**Problem description:** From the entries that follow, gather each line holding the word "black".

**Information given:**
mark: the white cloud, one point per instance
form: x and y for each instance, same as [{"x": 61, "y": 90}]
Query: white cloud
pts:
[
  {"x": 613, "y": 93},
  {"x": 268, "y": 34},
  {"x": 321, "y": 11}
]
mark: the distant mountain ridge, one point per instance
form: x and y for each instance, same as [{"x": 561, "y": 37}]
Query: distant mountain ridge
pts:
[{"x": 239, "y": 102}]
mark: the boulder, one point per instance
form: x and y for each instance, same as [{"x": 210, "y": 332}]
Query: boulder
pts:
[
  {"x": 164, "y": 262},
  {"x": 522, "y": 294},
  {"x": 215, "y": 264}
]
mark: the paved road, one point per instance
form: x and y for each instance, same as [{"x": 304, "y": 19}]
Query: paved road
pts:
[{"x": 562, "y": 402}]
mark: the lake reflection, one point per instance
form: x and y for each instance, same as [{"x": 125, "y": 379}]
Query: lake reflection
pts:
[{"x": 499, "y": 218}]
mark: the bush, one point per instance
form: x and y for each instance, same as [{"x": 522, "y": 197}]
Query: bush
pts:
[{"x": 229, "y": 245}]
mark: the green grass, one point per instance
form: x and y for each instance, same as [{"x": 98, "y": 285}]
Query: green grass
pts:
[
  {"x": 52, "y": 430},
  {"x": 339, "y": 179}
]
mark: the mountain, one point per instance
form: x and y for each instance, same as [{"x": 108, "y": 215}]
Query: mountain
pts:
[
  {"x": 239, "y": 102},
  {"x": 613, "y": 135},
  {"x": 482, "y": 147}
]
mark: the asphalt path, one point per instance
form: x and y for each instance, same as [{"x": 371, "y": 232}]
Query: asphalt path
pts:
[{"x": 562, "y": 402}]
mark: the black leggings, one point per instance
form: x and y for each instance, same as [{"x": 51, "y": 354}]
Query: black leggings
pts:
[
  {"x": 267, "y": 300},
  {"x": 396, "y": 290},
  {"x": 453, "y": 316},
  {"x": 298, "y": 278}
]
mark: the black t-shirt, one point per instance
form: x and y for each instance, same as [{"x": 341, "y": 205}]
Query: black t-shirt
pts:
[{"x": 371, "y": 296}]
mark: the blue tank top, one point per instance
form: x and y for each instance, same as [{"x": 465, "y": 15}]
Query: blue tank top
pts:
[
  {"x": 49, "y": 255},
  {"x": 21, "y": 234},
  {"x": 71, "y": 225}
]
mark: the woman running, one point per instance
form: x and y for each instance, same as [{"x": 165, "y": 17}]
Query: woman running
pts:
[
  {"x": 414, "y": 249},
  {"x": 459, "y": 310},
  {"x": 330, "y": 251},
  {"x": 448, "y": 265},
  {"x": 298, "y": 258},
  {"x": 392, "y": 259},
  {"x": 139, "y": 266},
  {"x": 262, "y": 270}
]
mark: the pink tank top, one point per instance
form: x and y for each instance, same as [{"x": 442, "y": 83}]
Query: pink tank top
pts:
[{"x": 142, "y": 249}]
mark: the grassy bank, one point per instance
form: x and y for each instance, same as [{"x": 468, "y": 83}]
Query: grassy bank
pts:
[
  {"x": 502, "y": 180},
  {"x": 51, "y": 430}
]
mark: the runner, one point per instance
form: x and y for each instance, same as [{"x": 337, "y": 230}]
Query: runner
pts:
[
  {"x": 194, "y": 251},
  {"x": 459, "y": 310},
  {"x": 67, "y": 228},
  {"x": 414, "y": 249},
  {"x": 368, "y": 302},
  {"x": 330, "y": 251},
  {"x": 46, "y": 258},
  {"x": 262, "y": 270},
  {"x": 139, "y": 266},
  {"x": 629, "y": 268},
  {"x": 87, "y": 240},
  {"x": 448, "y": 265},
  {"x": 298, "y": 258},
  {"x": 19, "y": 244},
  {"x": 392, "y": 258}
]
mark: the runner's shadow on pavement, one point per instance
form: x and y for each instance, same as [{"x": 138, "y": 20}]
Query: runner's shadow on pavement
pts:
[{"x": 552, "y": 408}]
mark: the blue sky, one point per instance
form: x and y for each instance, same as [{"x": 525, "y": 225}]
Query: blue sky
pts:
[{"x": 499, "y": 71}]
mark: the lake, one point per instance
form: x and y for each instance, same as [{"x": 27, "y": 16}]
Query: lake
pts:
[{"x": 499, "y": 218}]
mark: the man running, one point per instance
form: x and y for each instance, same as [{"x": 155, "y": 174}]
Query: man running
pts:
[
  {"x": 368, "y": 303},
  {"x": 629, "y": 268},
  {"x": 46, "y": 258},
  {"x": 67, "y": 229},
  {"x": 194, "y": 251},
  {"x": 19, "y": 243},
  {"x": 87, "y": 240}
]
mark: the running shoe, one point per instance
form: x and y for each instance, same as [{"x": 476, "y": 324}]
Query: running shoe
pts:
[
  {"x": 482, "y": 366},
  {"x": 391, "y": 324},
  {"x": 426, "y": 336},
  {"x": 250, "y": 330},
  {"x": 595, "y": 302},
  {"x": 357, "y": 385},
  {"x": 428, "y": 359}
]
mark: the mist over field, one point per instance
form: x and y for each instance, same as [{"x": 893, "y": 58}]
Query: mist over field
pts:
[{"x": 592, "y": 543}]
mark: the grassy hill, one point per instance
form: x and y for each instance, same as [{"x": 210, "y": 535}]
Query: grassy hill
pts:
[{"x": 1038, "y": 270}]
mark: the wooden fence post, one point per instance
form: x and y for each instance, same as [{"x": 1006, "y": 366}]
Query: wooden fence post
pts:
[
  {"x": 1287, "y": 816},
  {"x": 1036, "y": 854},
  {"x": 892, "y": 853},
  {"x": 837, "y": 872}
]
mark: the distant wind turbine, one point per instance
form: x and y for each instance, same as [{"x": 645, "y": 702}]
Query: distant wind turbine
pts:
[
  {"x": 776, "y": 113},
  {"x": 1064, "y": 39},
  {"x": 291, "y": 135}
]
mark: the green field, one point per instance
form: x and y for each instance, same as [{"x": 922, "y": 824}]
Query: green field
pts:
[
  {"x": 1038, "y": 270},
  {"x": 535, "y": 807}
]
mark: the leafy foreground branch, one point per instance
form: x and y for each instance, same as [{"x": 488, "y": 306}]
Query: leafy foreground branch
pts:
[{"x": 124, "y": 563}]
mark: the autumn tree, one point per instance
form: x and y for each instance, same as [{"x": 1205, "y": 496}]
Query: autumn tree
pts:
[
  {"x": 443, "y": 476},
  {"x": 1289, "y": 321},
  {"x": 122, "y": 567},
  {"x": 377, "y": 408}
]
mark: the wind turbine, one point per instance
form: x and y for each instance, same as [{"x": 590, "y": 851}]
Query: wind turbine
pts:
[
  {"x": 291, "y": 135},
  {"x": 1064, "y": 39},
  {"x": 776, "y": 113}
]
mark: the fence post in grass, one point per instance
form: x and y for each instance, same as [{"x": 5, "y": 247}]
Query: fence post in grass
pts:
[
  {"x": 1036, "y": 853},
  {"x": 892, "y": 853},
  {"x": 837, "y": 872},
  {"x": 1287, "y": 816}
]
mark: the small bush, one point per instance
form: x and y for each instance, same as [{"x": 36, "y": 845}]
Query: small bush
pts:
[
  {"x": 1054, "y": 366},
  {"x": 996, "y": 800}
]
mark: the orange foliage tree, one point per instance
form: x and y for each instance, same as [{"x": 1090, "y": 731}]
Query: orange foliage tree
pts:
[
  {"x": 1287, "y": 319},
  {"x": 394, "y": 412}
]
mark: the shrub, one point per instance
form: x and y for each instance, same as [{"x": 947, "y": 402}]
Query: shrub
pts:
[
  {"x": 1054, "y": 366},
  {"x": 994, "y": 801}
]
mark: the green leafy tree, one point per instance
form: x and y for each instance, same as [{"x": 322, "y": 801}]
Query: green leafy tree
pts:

**Solution below:**
mark: the black leggings, one point per instance
Query: black leggings
mark: the black t-shirt, one point per instance
Query: black t-shirt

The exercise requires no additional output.